(Records from a dataset)
———

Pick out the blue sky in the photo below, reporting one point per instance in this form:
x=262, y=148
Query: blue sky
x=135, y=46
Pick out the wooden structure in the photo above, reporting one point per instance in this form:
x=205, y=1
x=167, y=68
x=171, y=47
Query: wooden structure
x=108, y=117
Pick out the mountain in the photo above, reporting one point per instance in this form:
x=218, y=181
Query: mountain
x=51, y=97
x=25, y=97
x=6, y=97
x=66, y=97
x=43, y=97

———

## Exercise requirements
Only the line that contains "x=262, y=148" and the lines after it, through the end of the data above, are to be repeated exactly.

## Reply to the exercise
x=262, y=148
Query: blue sky
x=135, y=46
Pick out the wooden structure in the photo above, reporting one point per instance in this form:
x=205, y=1
x=167, y=68
x=171, y=47
Query: wooden structure
x=108, y=117
Pick out the mountain in the photo above, reporting one point per instance in this form:
x=218, y=181
Query: mountain
x=51, y=97
x=25, y=97
x=6, y=97
x=66, y=97
x=43, y=97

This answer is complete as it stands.